Retype the part of the page extract below between "Personality plays a" and "bad news well.", inclusive, without changing a word.

_PAGE EXTRACT_
━━━━━━━━━━━━━━━━━━━━

And about a week later, a story appeared on the front page of one of Botwana’s papers – I have it at home, called “The View.” It had a head shot of my patient with his missing teeth and a somewhat exaggerated story about what happened to him at the hospital! Crazy. I’ll upload the article when I get home, but it’s pretty ridiculous.

Personality

Personality plays a large role in many different careers - it's no difference in the medical world. If you have a good personality, patients often like you better and think you're a better doctor. Similarly, if other medical colleagues get along with you well, they usually think more highly of you as a clinician. This all leads to more referrals, by patients and doctors alike. I think personality is supremely important in a doctor, and certainly is part of being a good doctor - you don't want a clinician who is callous or unfeeling, or someone who does not deliver bad news well.

━━━━━━━━━━━━━━━━━━━━

[Images for locating objects]

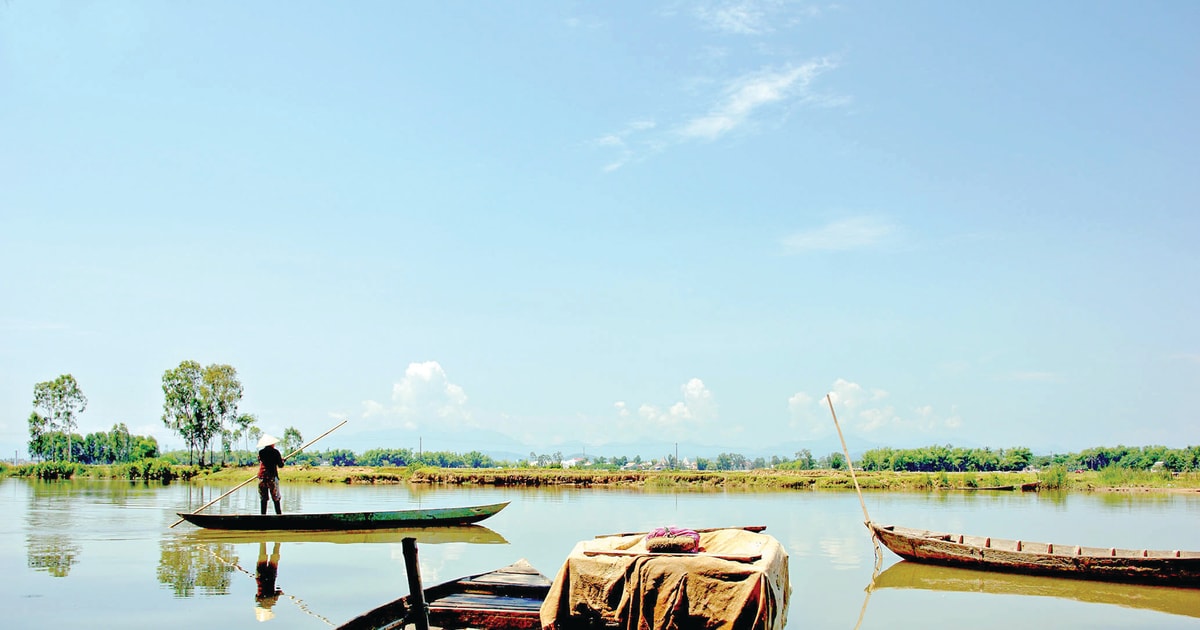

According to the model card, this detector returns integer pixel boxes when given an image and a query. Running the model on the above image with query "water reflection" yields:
[254,541,283,622]
[25,481,82,577]
[185,524,509,545]
[156,538,238,598]
[25,534,80,577]
[868,562,1200,617]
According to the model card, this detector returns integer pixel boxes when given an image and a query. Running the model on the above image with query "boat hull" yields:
[179,502,509,532]
[338,560,551,630]
[868,523,1200,588]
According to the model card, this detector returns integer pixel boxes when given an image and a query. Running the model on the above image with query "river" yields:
[0,479,1200,630]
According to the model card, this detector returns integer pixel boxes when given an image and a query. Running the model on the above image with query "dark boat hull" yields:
[179,502,508,532]
[868,523,1200,588]
[338,560,551,630]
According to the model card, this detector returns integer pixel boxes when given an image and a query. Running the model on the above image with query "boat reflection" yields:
[254,540,283,622]
[868,560,1200,617]
[182,524,509,545]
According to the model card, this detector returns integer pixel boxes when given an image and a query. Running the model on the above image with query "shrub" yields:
[1038,464,1070,490]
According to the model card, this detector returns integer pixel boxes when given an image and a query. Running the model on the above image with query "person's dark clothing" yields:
[258,445,283,515]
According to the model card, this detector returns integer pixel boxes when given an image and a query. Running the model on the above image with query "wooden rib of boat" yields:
[338,559,551,630]
[869,562,1200,618]
[866,522,1200,588]
[179,502,509,532]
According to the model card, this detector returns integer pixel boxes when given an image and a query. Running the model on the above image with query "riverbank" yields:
[7,461,1200,492]
[187,466,1200,492]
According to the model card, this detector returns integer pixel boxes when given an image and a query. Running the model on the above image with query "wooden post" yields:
[400,538,430,630]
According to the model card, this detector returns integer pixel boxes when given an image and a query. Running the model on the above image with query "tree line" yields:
[29,369,1200,473]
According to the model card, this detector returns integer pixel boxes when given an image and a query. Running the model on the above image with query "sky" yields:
[0,0,1200,458]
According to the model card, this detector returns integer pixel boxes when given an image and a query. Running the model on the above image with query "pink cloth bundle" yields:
[646,527,700,553]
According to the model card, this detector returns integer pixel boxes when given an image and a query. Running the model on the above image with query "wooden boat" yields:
[179,502,509,532]
[182,524,509,545]
[869,562,1200,618]
[866,522,1200,588]
[338,559,551,630]
[541,527,791,630]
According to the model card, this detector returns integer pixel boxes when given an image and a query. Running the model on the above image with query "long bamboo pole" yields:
[826,394,871,527]
[168,420,349,529]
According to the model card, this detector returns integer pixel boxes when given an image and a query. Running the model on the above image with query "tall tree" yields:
[29,412,50,460]
[162,361,242,466]
[30,374,88,461]
[162,361,204,464]
[200,364,242,460]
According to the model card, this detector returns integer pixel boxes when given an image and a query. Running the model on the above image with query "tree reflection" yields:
[157,539,238,598]
[25,534,79,577]
[254,541,283,622]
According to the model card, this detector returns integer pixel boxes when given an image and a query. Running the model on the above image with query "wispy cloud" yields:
[362,361,474,430]
[592,120,658,172]
[592,58,848,172]
[679,59,834,140]
[787,378,962,438]
[692,0,821,36]
[1002,371,1064,383]
[782,216,899,254]
[616,378,716,439]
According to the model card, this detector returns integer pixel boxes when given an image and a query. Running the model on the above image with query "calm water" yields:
[0,479,1200,630]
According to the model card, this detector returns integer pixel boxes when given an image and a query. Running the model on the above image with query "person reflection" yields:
[254,540,283,622]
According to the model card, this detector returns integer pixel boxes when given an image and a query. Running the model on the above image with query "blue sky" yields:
[0,0,1200,458]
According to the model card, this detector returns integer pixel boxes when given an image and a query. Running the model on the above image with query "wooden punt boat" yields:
[869,562,1200,618]
[182,524,509,545]
[338,559,551,630]
[179,502,509,532]
[866,522,1200,588]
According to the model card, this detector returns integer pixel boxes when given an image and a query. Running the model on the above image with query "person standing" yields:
[258,433,283,515]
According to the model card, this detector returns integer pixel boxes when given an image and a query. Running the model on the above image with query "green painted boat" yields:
[178,502,509,532]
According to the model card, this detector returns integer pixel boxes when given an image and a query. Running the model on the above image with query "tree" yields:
[30,374,88,461]
[162,361,242,466]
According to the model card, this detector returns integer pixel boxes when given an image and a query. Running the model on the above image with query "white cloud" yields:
[362,361,474,430]
[617,378,716,438]
[592,120,660,172]
[1003,371,1064,383]
[692,0,821,36]
[695,1,770,35]
[679,59,834,140]
[782,216,899,253]
[592,58,848,172]
[787,378,962,439]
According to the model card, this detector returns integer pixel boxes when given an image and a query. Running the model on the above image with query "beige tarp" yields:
[541,529,790,630]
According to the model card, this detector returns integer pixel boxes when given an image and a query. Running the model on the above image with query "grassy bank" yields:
[9,460,1200,492]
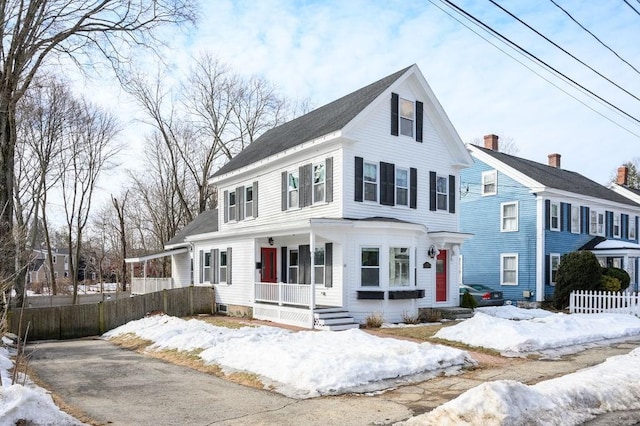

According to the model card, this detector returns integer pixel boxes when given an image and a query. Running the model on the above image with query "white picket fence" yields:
[569,290,640,317]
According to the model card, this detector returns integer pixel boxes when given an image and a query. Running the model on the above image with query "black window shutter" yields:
[391,93,400,136]
[449,175,456,213]
[227,247,233,284]
[409,167,418,209]
[354,157,364,201]
[209,249,220,284]
[252,181,258,217]
[222,191,229,223]
[298,164,313,207]
[429,172,436,212]
[416,101,424,142]
[282,172,289,211]
[380,161,396,206]
[280,247,289,283]
[544,254,551,284]
[324,157,333,203]
[544,200,551,229]
[298,244,311,284]
[324,243,333,287]
[236,186,244,221]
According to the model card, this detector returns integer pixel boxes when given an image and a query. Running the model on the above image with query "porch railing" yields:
[254,283,311,306]
[131,278,173,294]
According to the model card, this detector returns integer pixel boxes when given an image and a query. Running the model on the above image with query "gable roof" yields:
[165,209,218,246]
[213,66,411,176]
[473,145,638,207]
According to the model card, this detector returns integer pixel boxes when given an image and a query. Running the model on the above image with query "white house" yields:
[130,65,472,329]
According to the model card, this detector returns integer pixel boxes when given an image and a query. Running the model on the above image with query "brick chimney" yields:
[616,166,629,186]
[549,154,560,169]
[484,135,498,151]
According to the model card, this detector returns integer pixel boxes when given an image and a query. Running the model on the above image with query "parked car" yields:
[460,284,504,306]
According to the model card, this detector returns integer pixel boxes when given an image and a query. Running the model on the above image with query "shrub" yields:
[600,275,620,292]
[460,290,478,309]
[602,268,631,291]
[402,311,420,324]
[365,312,384,328]
[553,251,602,309]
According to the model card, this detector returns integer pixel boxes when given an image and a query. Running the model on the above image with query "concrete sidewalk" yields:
[30,339,640,425]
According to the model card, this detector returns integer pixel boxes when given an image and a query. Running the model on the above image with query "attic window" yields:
[400,99,415,137]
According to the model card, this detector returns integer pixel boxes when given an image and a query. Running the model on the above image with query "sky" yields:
[60,0,640,223]
[0,305,640,425]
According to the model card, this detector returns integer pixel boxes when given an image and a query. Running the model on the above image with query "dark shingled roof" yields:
[213,66,411,176]
[166,209,218,246]
[475,145,638,207]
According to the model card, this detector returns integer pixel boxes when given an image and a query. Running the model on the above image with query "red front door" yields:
[260,247,278,283]
[436,250,447,302]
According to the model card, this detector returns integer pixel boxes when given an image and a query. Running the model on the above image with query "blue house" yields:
[460,135,640,302]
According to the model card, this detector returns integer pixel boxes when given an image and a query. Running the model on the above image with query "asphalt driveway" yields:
[29,338,411,426]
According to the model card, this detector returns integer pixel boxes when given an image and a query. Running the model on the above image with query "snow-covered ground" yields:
[0,347,83,426]
[0,306,640,425]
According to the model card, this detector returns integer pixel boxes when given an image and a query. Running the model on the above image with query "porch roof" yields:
[124,247,189,263]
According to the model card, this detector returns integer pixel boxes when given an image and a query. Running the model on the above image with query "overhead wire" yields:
[428,0,640,138]
[489,0,640,101]
[549,0,640,74]
[429,0,640,128]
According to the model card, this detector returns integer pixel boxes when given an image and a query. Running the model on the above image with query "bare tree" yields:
[0,0,196,302]
[61,101,119,304]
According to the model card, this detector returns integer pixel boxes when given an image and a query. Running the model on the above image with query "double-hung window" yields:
[313,163,326,203]
[500,201,518,232]
[500,253,518,285]
[313,247,324,284]
[396,168,409,206]
[549,202,560,231]
[288,249,299,284]
[202,251,211,283]
[229,191,236,220]
[287,170,300,208]
[218,251,227,283]
[389,247,409,287]
[571,206,580,234]
[360,247,380,287]
[363,163,378,202]
[549,253,560,285]
[482,170,498,195]
[400,99,415,137]
[436,176,449,210]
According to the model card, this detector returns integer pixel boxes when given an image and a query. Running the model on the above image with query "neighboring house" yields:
[128,65,472,329]
[29,248,69,283]
[460,135,640,301]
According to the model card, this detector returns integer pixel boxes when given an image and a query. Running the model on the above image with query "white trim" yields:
[500,201,520,232]
[500,253,520,286]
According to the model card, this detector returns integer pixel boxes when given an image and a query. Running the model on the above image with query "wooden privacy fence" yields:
[8,287,215,340]
[569,290,640,316]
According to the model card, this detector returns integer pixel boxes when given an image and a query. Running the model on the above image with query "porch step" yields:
[313,308,360,331]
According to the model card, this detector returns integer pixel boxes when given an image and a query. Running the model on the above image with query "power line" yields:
[549,0,640,74]
[441,0,640,124]
[428,0,640,138]
[489,0,640,101]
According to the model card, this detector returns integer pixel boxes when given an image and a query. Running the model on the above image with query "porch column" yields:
[309,229,316,330]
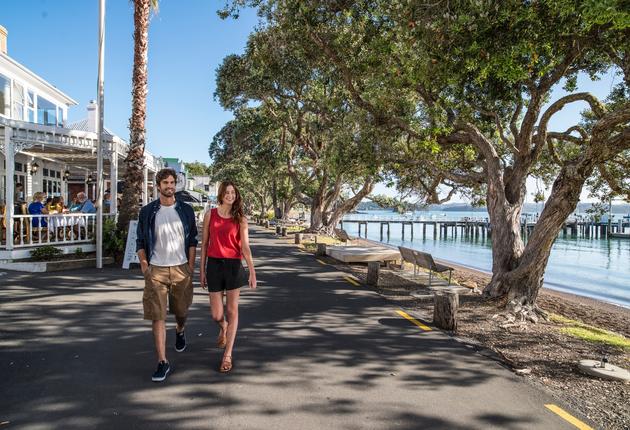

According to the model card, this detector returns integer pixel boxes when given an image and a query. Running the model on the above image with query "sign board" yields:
[123,220,140,269]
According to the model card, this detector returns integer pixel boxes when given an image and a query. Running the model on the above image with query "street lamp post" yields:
[96,0,105,269]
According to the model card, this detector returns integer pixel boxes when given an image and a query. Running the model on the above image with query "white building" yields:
[0,26,163,261]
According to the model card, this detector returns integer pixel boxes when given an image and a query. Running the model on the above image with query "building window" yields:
[13,81,24,121]
[26,91,35,122]
[37,96,57,125]
[0,75,11,116]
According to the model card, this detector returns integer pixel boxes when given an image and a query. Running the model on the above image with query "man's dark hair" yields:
[155,167,177,185]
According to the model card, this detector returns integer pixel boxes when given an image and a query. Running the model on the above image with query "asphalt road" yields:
[0,227,592,430]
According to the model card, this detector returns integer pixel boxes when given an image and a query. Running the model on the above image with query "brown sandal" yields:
[219,355,232,373]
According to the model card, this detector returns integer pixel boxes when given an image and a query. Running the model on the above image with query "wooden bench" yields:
[398,246,453,287]
[413,249,454,287]
[335,228,352,245]
[398,246,418,277]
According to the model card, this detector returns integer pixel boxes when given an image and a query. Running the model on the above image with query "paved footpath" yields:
[0,227,596,430]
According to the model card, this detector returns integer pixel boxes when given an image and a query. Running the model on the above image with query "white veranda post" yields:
[142,164,149,206]
[4,125,15,250]
[96,0,105,269]
[109,142,118,215]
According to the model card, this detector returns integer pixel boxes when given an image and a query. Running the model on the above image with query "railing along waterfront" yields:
[0,213,115,248]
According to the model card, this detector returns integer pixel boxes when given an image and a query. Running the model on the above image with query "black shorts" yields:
[206,257,247,293]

━━━━━━━━━━━━━━━━━━━━

_EXERCISE RESULT_
Personality plays a large role in many different careers - it's no difference in the medical world. If you have a good personality, patients often like you better and think you're a better doctor. Similarly, if other medical colleagues get along with you well, they usually think more highly of you as a clinician. This all leads to more referrals, by patients and doctors alike. I think personality is supremely important in a doctor, and certainly is part of being a good doctor - you don't want a clinician who is callous or unfeeling, or someone who does not deliver bad news well.